# Task requirements:
Reproduce all of the records, substituting "widest part" for every occurrence of "thickest part" and leaving everything else as it stands.
** start Working data **
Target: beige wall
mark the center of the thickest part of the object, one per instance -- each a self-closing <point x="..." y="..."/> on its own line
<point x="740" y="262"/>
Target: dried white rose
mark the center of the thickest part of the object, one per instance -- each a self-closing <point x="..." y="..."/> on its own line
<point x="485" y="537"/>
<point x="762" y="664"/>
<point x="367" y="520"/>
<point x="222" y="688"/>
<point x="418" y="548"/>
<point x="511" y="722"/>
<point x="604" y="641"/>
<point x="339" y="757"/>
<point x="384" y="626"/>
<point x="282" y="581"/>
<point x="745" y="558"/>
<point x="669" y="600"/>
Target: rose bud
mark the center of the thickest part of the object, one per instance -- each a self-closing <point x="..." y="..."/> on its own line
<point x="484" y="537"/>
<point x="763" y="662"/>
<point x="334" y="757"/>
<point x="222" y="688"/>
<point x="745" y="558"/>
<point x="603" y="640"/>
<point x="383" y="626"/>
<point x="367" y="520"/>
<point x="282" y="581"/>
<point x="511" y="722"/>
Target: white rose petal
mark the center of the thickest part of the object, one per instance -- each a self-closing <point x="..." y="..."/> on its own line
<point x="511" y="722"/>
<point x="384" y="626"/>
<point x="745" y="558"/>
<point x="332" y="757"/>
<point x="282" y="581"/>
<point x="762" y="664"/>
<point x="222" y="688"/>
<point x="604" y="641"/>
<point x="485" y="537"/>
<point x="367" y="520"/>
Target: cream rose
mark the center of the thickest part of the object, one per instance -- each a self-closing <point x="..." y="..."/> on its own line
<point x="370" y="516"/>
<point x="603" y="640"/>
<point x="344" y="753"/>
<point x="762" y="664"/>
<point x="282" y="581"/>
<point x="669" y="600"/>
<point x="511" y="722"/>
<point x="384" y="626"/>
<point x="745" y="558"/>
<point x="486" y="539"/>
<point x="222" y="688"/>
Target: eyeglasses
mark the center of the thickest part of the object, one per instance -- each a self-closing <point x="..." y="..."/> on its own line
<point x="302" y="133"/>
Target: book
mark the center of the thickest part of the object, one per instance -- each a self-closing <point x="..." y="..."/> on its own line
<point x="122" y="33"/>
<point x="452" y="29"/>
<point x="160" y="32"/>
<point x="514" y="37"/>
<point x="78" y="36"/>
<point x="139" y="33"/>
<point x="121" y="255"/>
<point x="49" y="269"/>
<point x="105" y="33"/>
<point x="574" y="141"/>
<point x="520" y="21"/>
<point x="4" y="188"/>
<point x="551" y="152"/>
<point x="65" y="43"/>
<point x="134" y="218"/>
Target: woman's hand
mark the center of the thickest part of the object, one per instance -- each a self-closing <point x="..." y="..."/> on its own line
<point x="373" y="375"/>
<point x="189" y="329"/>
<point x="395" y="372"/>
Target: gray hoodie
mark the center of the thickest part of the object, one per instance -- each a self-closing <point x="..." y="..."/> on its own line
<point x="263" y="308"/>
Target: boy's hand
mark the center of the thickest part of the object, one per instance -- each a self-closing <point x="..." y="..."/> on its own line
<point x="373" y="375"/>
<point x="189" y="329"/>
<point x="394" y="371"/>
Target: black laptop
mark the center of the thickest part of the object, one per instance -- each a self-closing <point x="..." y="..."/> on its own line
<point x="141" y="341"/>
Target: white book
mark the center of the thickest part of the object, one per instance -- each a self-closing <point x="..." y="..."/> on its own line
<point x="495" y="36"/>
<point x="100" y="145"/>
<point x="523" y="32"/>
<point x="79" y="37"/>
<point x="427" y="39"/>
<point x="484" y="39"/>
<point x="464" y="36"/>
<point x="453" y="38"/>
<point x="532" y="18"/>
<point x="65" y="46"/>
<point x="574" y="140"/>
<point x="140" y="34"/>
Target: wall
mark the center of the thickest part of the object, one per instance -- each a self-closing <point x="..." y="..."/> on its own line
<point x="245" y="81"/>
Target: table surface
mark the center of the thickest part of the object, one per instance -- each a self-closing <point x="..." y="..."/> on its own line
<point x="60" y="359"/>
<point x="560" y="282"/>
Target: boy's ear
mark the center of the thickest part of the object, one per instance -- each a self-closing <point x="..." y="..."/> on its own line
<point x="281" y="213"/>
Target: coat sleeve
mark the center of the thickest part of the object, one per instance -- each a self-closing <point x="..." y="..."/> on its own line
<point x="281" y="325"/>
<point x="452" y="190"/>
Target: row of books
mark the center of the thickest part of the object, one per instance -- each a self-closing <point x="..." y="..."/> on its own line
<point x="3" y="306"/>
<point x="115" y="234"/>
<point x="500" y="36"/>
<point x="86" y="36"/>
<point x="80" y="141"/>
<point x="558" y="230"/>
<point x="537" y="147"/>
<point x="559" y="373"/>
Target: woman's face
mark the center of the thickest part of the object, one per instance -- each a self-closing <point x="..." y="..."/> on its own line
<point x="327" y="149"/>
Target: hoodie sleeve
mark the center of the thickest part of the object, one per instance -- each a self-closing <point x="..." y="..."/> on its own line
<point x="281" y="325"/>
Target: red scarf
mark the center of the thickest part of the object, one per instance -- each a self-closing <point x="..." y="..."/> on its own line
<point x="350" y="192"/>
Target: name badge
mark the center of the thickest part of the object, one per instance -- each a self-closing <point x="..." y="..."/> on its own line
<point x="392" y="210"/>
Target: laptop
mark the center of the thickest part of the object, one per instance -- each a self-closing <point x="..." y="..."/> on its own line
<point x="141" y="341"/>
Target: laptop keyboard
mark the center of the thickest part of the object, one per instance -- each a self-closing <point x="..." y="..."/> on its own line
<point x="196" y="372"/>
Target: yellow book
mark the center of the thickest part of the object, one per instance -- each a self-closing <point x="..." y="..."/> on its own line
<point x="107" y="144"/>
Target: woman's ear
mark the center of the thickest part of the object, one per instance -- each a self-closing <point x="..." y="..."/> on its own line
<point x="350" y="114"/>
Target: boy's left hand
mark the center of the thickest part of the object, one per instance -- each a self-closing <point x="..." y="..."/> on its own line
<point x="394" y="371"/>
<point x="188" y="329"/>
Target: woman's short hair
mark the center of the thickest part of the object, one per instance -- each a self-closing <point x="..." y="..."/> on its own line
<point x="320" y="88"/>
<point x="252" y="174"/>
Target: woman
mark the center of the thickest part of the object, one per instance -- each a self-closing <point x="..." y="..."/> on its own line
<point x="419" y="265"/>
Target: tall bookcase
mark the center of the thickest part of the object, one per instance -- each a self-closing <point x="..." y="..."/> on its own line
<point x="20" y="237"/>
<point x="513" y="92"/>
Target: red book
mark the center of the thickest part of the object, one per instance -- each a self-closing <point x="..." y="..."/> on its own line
** end Working data **
# Solution:
Target: beige wall
mark the center of the widest part of the object, one per instance -- each a self-closing <point x="..." y="..."/> on its own line
<point x="740" y="262"/>
Target: dried white rose
mark the center of the widest part of the object, one per instance -- each a self-closing <point x="..." y="..."/> on its own line
<point x="485" y="537"/>
<point x="762" y="664"/>
<point x="367" y="520"/>
<point x="222" y="688"/>
<point x="418" y="548"/>
<point x="511" y="722"/>
<point x="604" y="641"/>
<point x="339" y="757"/>
<point x="384" y="626"/>
<point x="282" y="581"/>
<point x="745" y="558"/>
<point x="669" y="600"/>
Target: rose bud
mark the center of the widest part of the object, one per instance -- each a self-closing <point x="..." y="..."/> on its own line
<point x="484" y="537"/>
<point x="763" y="662"/>
<point x="334" y="757"/>
<point x="222" y="688"/>
<point x="745" y="558"/>
<point x="603" y="640"/>
<point x="383" y="626"/>
<point x="367" y="520"/>
<point x="282" y="581"/>
<point x="511" y="722"/>
Target: white rose petal
mark the center of the widest part of the object, one per instance -- each a self-closing <point x="..." y="..."/> on its own line
<point x="511" y="722"/>
<point x="384" y="626"/>
<point x="745" y="558"/>
<point x="332" y="757"/>
<point x="282" y="581"/>
<point x="762" y="664"/>
<point x="222" y="688"/>
<point x="604" y="641"/>
<point x="485" y="537"/>
<point x="367" y="520"/>
Target: cream rose
mark the center of the widest part of the object, one per instance -- each a self-closing <point x="..." y="..."/> on its own line
<point x="370" y="516"/>
<point x="603" y="640"/>
<point x="344" y="753"/>
<point x="762" y="664"/>
<point x="282" y="581"/>
<point x="669" y="600"/>
<point x="511" y="722"/>
<point x="384" y="626"/>
<point x="745" y="558"/>
<point x="486" y="539"/>
<point x="222" y="688"/>
Target: eyeglasses
mark the center of the widest part of the object, one per instance -- each a self-closing <point x="..." y="..."/> on its own line
<point x="302" y="133"/>
Target: book
mark the center of the widest part of the object, one per instance -- each a self-closing <point x="..." y="..."/> on its own line
<point x="122" y="33"/>
<point x="452" y="29"/>
<point x="160" y="32"/>
<point x="514" y="37"/>
<point x="78" y="36"/>
<point x="139" y="33"/>
<point x="121" y="255"/>
<point x="49" y="269"/>
<point x="105" y="33"/>
<point x="574" y="141"/>
<point x="520" y="21"/>
<point x="4" y="188"/>
<point x="551" y="152"/>
<point x="65" y="43"/>
<point x="134" y="218"/>
Target: woman's hand
mark the center of the widest part of the object, one per instance -- each a self-closing <point x="..." y="..."/> on its own line
<point x="373" y="375"/>
<point x="189" y="329"/>
<point x="395" y="372"/>
Target: gray hoodie
mark the center of the widest part of the object, one per instance -- each a self-closing <point x="..." y="..."/> on its own line
<point x="263" y="308"/>
Target: boy's hand
mark the center of the widest part of the object, one per instance -- each a self-closing <point x="..." y="..."/> on its own line
<point x="373" y="375"/>
<point x="189" y="329"/>
<point x="394" y="371"/>
Target: black laptop
mark the center of the widest part of the object, one per instance -- each a self-closing <point x="..." y="..."/> on its own line
<point x="141" y="341"/>
Target: white book
mark the center of the widest part of the object, one per instance -- each a self-closing <point x="..." y="..."/> on its own line
<point x="495" y="36"/>
<point x="100" y="145"/>
<point x="523" y="32"/>
<point x="79" y="37"/>
<point x="427" y="39"/>
<point x="484" y="39"/>
<point x="464" y="36"/>
<point x="453" y="38"/>
<point x="532" y="18"/>
<point x="65" y="46"/>
<point x="574" y="140"/>
<point x="140" y="34"/>
Target: wall
mark the center of the widest part of the object, one per instance -- each a self-closing <point x="..." y="..."/> on its own line
<point x="245" y="81"/>
Target: table surface
mark the center of the widest part of the object, one per instance -- each a self-closing <point x="..." y="..."/> on its own line
<point x="60" y="359"/>
<point x="560" y="282"/>
Target: boy's ear
mark the center of the widest part of the object, one per instance -- each a self-closing <point x="..." y="..."/> on its own line
<point x="281" y="213"/>
Target: coat sleeve
mark the center of the widest part of the object, one per instance -- each a self-closing <point x="..." y="..."/> on its own line
<point x="281" y="325"/>
<point x="452" y="190"/>
Target: row of books
mark the center of the widest part of the object, one per instance -- each a self-closing <point x="..." y="..."/> on its own line
<point x="3" y="306"/>
<point x="115" y="234"/>
<point x="500" y="36"/>
<point x="86" y="36"/>
<point x="80" y="141"/>
<point x="558" y="230"/>
<point x="537" y="147"/>
<point x="559" y="373"/>
Target: woman's face
mark the center of the widest part of the object, one per instance -- each a self-closing <point x="..." y="..."/> on its own line
<point x="327" y="149"/>
Target: hoodie sleeve
mark the center of the widest part of the object, one per instance -- each a self-closing <point x="..." y="..."/> on its own line
<point x="281" y="325"/>
Target: red scarf
mark the center of the widest part of the object, one per instance -- each a self-closing <point x="..." y="..."/> on its own line
<point x="350" y="192"/>
Target: name badge
mark the center of the widest part of the object, one per instance -- each a self-closing <point x="..." y="..."/> on its own line
<point x="392" y="210"/>
Target: laptop
mark the center of the widest part of the object, one per instance -- each a self-closing <point x="..." y="..."/> on its own line
<point x="141" y="341"/>
Target: laptop keyboard
mark the center of the widest part of the object, one per instance -- each a self-closing <point x="..." y="..."/> on its own line
<point x="196" y="372"/>
Target: yellow book
mark the center of the widest part of the object, one per instance -- each a self-closing <point x="..." y="..."/> on its own line
<point x="107" y="144"/>
Target: woman's ear
mark the center of the widest part of the object, one per instance -- each a self-closing <point x="..." y="..."/> on its own line
<point x="350" y="114"/>
Target: boy's left hand
mark the center of the widest part of the object, one per instance -- each a self-closing <point x="..." y="..."/> on its own line
<point x="394" y="371"/>
<point x="188" y="329"/>
Target: woman's short hair
mark the center of the widest part of the object, one per instance -- each a self-closing <point x="..." y="..."/> on its own line
<point x="320" y="88"/>
<point x="252" y="174"/>
Target: woman
mark the center of the widest part of the object, one per instance -- each a self-closing <point x="..." y="..."/> on its own line
<point x="419" y="265"/>
Target: tall bookcase
mark the center of the widest part of the object, one per instance -- each a self-closing <point x="..." y="..."/> on its own line
<point x="20" y="237"/>
<point x="513" y="92"/>
Target: red book
mark the center of the widest part of the object, one per instance -- each a self-closing <point x="..." y="..."/> on its own line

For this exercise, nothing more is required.